━━━━━ Fragmento proporcionado
El lunar de Close como Merteuil en la pelicula de Stephen Frears, subido allá en la cima del pómulo, significa, según el código lunático, que la aristócrata era una mujer apasionada: "¡Ojito conmigo, que quemo más que una plancha", grita. Digo lunático con cierta propiedad, pues se creía que los lunares crecían como las mareas, por influjo de la luna.
Otra castigadora, pero más moderna, la fetichista Dita Von Teese, ex de Marilyn Manson, suele mostrar un lunar en el borde de la cuenca del ojo izquierdo. Según los códigos del XVIII, eso daba a entender que su portadora era, ¡pásmate!, una "asesina".
Haciendo el recorrido de las agujas de un reloj, venimos a caer ahora un poco más abajo en la mejilla izquierda de la dama punteada. En este caso, Eva Mendes. Si la mosca que porta la actriz latina en la suave pendiente del pómulo fuese artificial, anunciaría que su propietaria "está abierta a proposiciones"; hablamos de nuevos proyectos cinematográficos, claro.
Nos damos ahora de boca con uno de los lunares más famosos de la hoguera de las vanidades de finales del siglo XX. Es el puntito de divina melanina que Cindy Crawford luce sobre la comisura siniestra de sus labios. Pues bien, tal "deformidad" cutánea publicaría a los cuatro vientos dieciochescos que su dueña era "coqueta".
Cerraré esta media luna, la izquierda del rostro femenino, con Mariah Carey. Su lunar, antípoda del de la Crawford, es de los más fiables, o eso decían. Cuando la doncella de una mundana ilustrada le pegaba allí -bajo la boca- el parchecito de terciopelo, quería dar a entender que su ama era una mujer muy capaz de guardar un secreto.
━━━━━━━━━━
━━━━━ Conjunto de registros
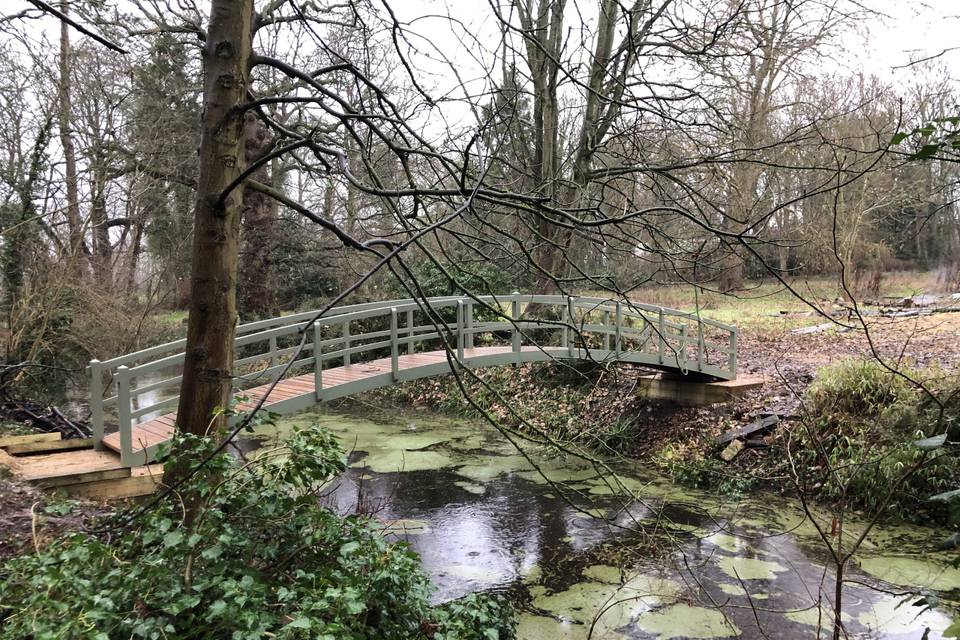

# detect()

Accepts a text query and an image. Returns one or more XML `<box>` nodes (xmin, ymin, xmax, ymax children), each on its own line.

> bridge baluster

<box><xmin>465</xmin><ymin>300</ymin><xmax>473</xmax><ymax>349</ymax></box>
<box><xmin>390</xmin><ymin>307</ymin><xmax>400</xmax><ymax>382</ymax></box>
<box><xmin>313</xmin><ymin>321</ymin><xmax>323</xmax><ymax>402</ymax></box>
<box><xmin>613</xmin><ymin>300</ymin><xmax>623</xmax><ymax>358</ymax></box>
<box><xmin>90</xmin><ymin>359</ymin><xmax>103</xmax><ymax>451</ymax></box>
━━━━━━━━━━
Tarea a realizar
Responde con datos del texto sobre los lunares:
1. Según los códigos del XVIII, ¿qué daba a entender un lunar en el borde de la cuenca del ojo izquierdo?
2. ¿Dónde luce Cindy Crawford su lunar?
3. ¿Qué quería dar a entender la doncella al pegar el parchecito de terciopelo bajo la boca de su ama?
Los registros no hacen falta aquí.

Tu respuesta
1. Que su portadora era una "asesina".
2. Sobre la comisura siniestra de sus labios.
3. Que su ama era una mujer muy capaz de guardar un secreto.